Action item → Set down, in full, every record in the block.

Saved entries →
◇ ◇ ◇
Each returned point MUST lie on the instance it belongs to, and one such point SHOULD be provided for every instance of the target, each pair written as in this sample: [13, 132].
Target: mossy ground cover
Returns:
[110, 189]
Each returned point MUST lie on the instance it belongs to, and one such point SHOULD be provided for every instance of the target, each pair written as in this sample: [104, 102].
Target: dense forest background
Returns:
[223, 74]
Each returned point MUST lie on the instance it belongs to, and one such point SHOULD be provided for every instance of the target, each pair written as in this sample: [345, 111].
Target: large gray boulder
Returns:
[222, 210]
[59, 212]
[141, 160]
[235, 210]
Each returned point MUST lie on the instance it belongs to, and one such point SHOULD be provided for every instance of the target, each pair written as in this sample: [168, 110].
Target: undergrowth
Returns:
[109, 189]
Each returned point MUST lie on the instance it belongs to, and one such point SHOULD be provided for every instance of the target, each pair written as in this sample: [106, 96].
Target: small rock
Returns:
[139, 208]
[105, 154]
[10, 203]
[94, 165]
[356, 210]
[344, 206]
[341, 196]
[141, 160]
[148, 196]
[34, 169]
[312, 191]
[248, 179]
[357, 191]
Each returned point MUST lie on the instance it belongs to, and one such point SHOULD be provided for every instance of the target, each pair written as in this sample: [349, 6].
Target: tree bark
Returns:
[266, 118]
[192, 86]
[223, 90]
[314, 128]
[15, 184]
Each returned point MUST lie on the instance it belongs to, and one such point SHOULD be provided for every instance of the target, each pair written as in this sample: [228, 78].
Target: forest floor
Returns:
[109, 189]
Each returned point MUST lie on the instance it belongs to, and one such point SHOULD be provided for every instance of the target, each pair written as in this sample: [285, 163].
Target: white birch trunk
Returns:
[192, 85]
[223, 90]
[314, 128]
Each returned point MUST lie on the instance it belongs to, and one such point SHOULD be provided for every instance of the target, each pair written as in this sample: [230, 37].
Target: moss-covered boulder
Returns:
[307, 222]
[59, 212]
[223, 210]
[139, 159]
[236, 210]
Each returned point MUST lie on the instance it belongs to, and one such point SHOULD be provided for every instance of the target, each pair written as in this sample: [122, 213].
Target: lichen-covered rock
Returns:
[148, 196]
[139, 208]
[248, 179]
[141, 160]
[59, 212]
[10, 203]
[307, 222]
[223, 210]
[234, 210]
◇ ◇ ◇
Written solution →
Each returned point MUST lie on the instance it belongs to, and one such point SHOULD be provided for every instance of the target, each pair written as in this sample: [13, 132].
Target: mossy ground cover
Returns:
[110, 189]
Each returned point MUST lie on the instance it belongs to, and one such point SHOULD be provided for every instance of the target, each pair written as in this sample: [104, 102].
Target: dense forest background
Returns:
[223, 74]
Each returned point MUST lie on the instance it belongs to, and one such point SHOULD be provided for every instance of the target, each pair written as in this sample: [345, 111].
Target: large gray boulder
Returns:
[222, 210]
[59, 212]
[141, 160]
[235, 210]
Each returned point MUST lie on the instance it belongs to, and one such point SHOULD be provided for every instance of the target, each pair written as in this sample: [168, 110].
Target: undergrowth
Returns:
[109, 189]
Each returned point MUST lie on the instance it belongs to, and one such point SHOULD be provided for every instance of the target, each pair written as in this sample: [106, 96].
Target: small rock
Returns:
[139, 208]
[105, 154]
[10, 203]
[94, 165]
[356, 210]
[344, 206]
[341, 196]
[141, 160]
[148, 196]
[34, 169]
[312, 191]
[248, 179]
[357, 191]
Each returned point MUST lie on the instance it belongs to, and one such point SHOULD be provided for every instance of the target, each pair written as in this sample: [349, 6].
Target: tree bark
Returns:
[266, 118]
[192, 86]
[223, 90]
[314, 128]
[15, 184]
Each returned point MUST lie on the instance it belongs to, and one such point SHOULD be provided for every instance of the target, each pair written as in this sample: [228, 78].
Target: forest floor
Returns:
[109, 189]
Each returned point MUST lie on the instance it belongs to, and one such point SHOULD be provided for every instance of the target, each pair written as in this sample: [285, 163].
Target: white birch trunk
Returns:
[192, 85]
[223, 90]
[314, 128]
Each returned point MUST lie on the instance it belongs to, and one such point SHOULD be provided for every instance of the target, each pair written as in this sample: [230, 37].
Target: moss-covered boulder
Returns:
[307, 222]
[59, 212]
[223, 210]
[139, 159]
[236, 210]
Each returned point MUST lie on the instance it belongs to, and one such point SHOULD be provided for every instance of the target, each pair written as in this sample: [122, 213].
Target: lichen-covered rock
Returns:
[148, 196]
[139, 208]
[248, 179]
[141, 160]
[59, 212]
[10, 203]
[307, 222]
[223, 210]
[234, 210]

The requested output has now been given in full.